• [Exercise text]:
···

When cancer cells fuse, they combine genetic materials, increasing diversity

by Laura Howes
January 23, 2021 | A version of this story appeared in Volume 99, Issue 3


Credit: Nat. Ecol. Evol.
Cells (around 10 µm in diameter) expressing red and green molecules can combine to produce cells that express both.

Cancer cells are notoriously tricky; despite treatments designed to kill them, they can keep returning by quickly evolving or diversifying their genetics. Mutation is one way that cancer cells can switch up their genetics. Now, a group led by Andriy Marusyk of the University of South Florida has found another mechanism, one that looks a lot like sex. In in vivo and in vitro tests, Marusyk’s team found that a small number of cancer cells can combine their DNA by fusing together, taking on characteristics of both parent cells (Nat. Ecol. Evol. 2021, DOI: 10.1038/s41559-020-01367-y). Researchers have seen cancer cells fuse before, but it wasn’t clear if there was a benefit to the cells. Marusyk’s team wondered if parasexual recombination—combining two cells to create one new one—might be happening. To find out, the researchers made two populations of breast cancer cells, each modified to produce a different fluorescent label. Using microscopy, the researchers saw cells combine, creating cells with both colorful tags. Some of those double-tagged cells resulted from processes such as one cell engulfing another, while other times two cells fused to produce a new, genetically different cell. The team cultured the new cells and found they could multiply and proliferate, passing on new traits. The researchers’ modeling suggests this type of genetic recombination could promote evolution in cancer cells. Further research is needed to understand if this new mechanism could complicate treatment plans or be clinically relevant in other ways, the team says.

···

• [Source material]:
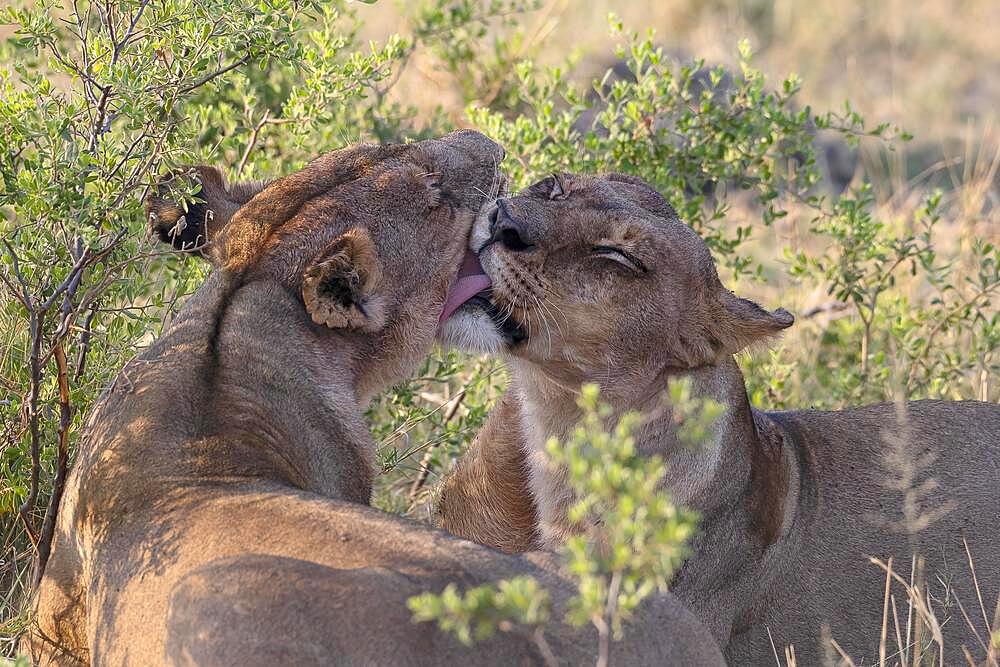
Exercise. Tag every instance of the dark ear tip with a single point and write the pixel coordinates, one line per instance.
(783, 318)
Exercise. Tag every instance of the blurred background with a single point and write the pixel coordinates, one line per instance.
(931, 67)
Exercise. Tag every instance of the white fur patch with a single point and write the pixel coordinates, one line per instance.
(472, 330)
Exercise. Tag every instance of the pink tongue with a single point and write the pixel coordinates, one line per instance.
(470, 282)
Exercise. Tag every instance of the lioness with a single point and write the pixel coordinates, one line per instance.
(597, 280)
(217, 512)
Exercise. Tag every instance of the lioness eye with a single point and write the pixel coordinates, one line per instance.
(620, 256)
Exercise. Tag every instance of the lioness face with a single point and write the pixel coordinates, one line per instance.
(596, 279)
(370, 237)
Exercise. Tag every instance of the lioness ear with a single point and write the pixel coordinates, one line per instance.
(191, 224)
(339, 287)
(742, 323)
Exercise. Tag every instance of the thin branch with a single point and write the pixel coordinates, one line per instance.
(425, 461)
(36, 319)
(217, 73)
(62, 463)
(81, 359)
(128, 33)
(25, 292)
(266, 120)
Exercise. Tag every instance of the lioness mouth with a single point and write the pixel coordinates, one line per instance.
(474, 287)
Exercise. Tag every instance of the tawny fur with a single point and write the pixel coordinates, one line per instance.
(792, 504)
(217, 510)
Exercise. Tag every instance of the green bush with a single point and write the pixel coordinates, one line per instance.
(97, 99)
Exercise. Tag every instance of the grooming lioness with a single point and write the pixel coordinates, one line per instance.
(217, 512)
(596, 280)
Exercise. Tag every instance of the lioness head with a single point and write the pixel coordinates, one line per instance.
(368, 238)
(595, 279)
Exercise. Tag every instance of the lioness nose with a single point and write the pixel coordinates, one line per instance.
(508, 230)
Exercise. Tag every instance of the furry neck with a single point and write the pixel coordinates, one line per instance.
(724, 472)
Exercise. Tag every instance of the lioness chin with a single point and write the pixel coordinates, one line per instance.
(217, 511)
(591, 279)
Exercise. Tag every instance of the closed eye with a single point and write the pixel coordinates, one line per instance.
(620, 256)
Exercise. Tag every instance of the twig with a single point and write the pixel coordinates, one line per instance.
(81, 359)
(425, 461)
(128, 33)
(266, 120)
(28, 505)
(62, 462)
(217, 73)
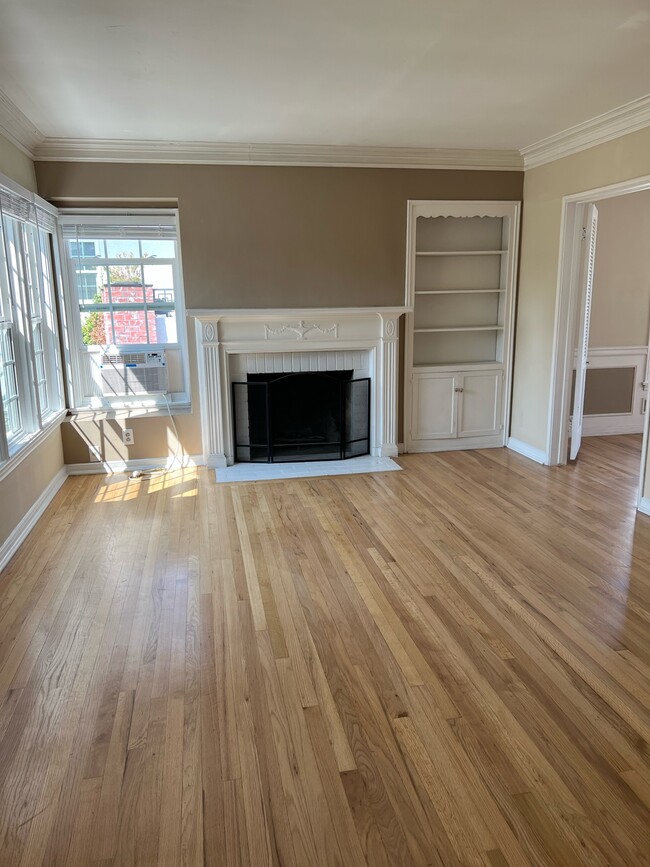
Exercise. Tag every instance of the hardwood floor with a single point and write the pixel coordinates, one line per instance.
(443, 666)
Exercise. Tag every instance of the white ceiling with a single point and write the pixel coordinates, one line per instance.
(419, 73)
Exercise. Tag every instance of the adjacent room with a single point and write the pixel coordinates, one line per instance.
(324, 491)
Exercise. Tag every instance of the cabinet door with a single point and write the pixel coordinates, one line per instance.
(433, 407)
(479, 410)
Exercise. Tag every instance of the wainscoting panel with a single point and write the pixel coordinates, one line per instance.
(615, 397)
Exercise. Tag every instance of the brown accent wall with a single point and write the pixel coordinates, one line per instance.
(279, 236)
(273, 236)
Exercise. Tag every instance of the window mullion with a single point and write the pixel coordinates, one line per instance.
(4, 447)
(31, 400)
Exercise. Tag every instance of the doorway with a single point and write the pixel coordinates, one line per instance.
(612, 354)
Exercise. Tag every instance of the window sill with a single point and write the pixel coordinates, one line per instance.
(87, 413)
(28, 444)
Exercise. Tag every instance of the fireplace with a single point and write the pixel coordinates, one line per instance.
(301, 416)
(232, 344)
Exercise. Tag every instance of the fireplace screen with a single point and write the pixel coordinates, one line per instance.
(301, 417)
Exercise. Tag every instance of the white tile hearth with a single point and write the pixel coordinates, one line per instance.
(305, 469)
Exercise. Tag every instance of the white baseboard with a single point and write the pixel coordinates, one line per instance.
(644, 505)
(27, 522)
(103, 468)
(611, 425)
(217, 462)
(528, 451)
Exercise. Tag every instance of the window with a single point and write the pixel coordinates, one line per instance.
(126, 298)
(30, 371)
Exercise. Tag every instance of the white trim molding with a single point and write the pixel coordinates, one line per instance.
(20, 532)
(528, 451)
(266, 154)
(619, 121)
(145, 465)
(292, 336)
(566, 303)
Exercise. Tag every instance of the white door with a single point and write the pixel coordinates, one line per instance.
(479, 408)
(433, 408)
(586, 289)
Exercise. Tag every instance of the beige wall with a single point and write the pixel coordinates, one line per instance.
(17, 165)
(622, 159)
(260, 236)
(20, 490)
(621, 300)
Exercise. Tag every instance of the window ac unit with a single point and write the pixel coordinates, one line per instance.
(133, 373)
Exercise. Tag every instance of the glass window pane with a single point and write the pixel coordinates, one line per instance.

···

• [Action item]: Reproduce the part of the cancer cell fusion article starting at "When cancer cells" and ending at "Credit: Nat. Ecol. Evol.". Rely only on the article about cancer cell fusion, not on the records.

• [Solved problem]:
When cancer cells fuse, they combine genetic materials, increasing diversity

by Laura Howes
January 23, 2021 | A version of this story appeared in Volume 99, Issue 3


Credit: Nat. Ecol. Evol.